# [WHAT YOU NEED TO DO]
Return each line of the data below that contains the word "operator". Letter case must match.

# ENTRIES SHOWN start

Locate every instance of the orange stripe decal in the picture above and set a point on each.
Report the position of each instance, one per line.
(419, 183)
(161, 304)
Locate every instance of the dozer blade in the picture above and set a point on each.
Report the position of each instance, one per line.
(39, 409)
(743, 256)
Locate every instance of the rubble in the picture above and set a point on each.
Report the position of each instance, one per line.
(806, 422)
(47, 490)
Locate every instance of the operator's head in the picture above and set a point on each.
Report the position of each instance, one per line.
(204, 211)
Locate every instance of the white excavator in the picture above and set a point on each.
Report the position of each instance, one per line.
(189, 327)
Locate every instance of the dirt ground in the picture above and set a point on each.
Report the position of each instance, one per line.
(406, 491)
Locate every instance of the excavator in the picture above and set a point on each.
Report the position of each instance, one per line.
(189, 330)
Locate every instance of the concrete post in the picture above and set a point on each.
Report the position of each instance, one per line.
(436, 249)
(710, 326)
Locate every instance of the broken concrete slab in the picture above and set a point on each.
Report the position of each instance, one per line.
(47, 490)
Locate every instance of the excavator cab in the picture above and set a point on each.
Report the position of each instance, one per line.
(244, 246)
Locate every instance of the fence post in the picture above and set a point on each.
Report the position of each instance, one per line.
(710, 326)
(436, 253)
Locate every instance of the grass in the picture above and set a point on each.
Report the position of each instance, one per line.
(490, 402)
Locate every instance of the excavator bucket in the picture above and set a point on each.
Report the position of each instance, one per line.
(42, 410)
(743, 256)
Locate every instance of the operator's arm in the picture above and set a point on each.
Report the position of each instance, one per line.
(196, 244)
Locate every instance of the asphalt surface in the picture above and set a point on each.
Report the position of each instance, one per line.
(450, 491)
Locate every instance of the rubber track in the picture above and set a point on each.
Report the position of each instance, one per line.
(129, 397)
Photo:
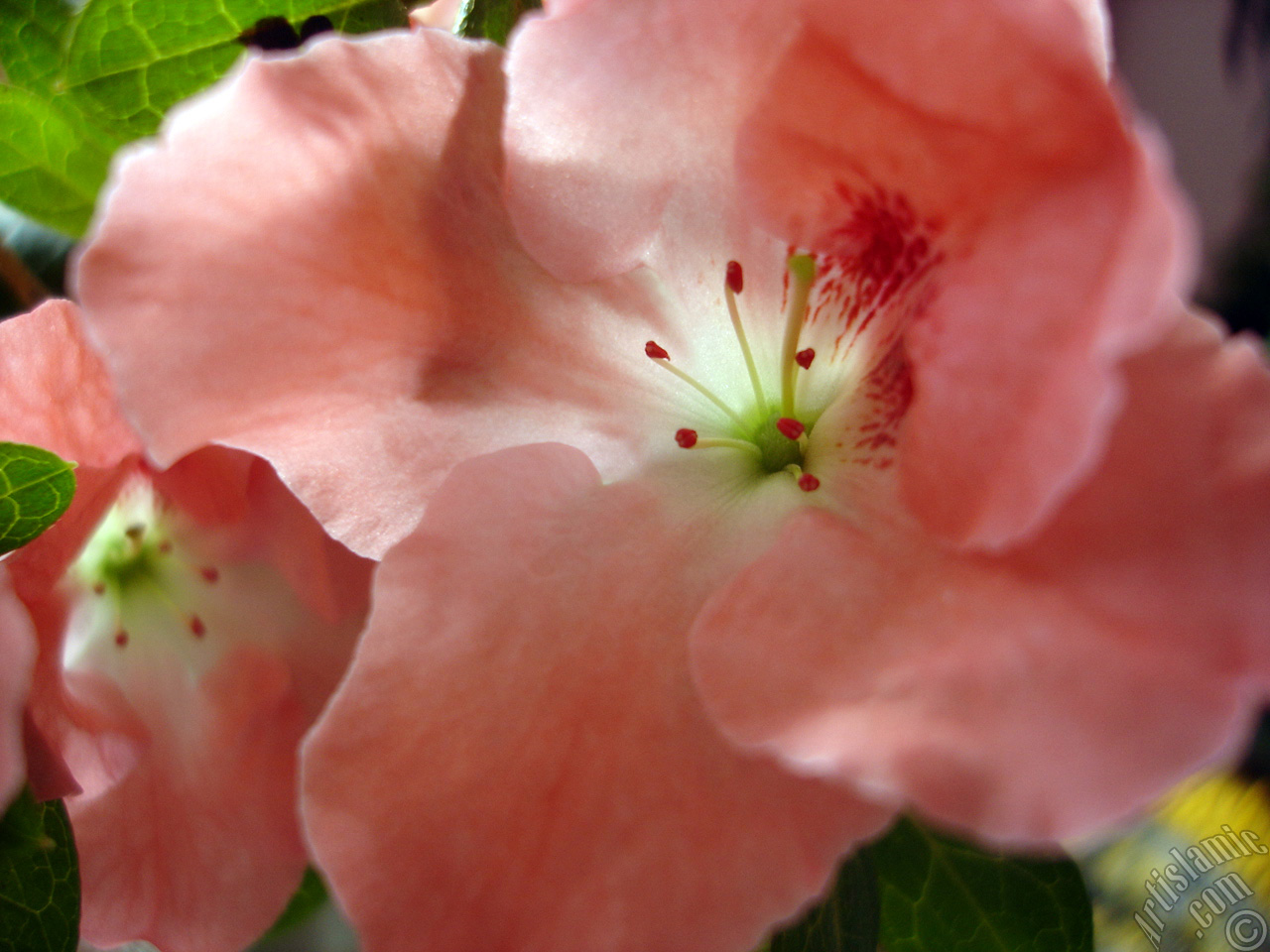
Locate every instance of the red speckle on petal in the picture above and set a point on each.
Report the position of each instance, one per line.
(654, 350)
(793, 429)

# ENTRIES SHOWN end
# ENTRIES SHOWN start

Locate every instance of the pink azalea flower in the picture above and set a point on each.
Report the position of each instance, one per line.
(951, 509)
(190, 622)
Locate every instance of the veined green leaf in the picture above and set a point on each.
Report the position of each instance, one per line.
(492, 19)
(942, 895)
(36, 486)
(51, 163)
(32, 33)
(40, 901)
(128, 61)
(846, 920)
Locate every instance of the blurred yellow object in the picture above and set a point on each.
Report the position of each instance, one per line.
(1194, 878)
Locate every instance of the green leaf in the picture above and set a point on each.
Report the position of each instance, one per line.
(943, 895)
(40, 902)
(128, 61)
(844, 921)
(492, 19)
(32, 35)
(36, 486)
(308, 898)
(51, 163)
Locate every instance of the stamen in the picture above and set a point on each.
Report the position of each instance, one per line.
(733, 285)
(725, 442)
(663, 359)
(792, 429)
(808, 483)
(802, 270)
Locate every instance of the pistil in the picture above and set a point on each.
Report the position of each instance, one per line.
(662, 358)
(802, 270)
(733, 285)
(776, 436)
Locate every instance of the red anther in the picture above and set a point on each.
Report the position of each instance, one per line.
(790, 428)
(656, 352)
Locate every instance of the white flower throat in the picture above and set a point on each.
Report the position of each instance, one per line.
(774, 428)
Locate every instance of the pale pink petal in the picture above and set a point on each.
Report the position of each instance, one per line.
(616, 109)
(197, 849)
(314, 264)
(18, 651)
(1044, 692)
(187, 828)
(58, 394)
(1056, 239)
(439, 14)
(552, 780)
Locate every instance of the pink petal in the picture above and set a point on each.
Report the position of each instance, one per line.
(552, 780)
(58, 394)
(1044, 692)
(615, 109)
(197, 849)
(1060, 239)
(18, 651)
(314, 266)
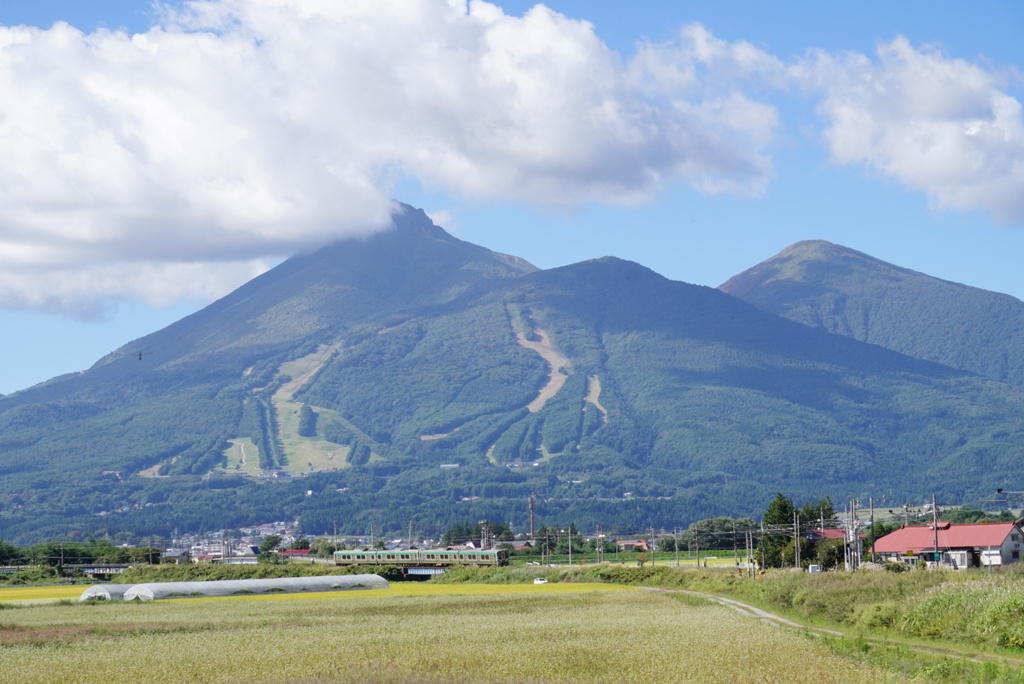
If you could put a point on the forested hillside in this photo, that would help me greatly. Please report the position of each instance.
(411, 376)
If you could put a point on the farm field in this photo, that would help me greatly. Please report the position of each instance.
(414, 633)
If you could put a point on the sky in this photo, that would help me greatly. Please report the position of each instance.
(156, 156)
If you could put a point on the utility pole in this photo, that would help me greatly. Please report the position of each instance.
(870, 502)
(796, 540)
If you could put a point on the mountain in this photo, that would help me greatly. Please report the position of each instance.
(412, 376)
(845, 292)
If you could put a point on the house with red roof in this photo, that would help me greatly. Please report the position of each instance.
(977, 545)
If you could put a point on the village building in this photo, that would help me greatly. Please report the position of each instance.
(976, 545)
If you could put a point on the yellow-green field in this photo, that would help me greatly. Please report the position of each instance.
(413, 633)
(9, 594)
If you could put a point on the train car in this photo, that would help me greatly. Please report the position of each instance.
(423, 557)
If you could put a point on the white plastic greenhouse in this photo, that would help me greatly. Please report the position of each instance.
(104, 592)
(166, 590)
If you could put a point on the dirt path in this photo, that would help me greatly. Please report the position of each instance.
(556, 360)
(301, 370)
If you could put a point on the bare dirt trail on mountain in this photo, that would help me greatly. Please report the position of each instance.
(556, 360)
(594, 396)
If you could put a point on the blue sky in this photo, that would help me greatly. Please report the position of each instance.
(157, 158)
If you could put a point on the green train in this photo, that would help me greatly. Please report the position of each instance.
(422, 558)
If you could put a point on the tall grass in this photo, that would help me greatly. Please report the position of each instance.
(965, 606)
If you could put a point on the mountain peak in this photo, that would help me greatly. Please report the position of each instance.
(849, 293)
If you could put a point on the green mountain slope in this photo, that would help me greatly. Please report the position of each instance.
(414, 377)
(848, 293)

# ENTRIES SHOWN end

# [EXERCISE ANSWER]
Locate every instance of the operator's head in the picture above and set a point on each.
Locate every instance of the operator's arm in the picture above and set a point on each.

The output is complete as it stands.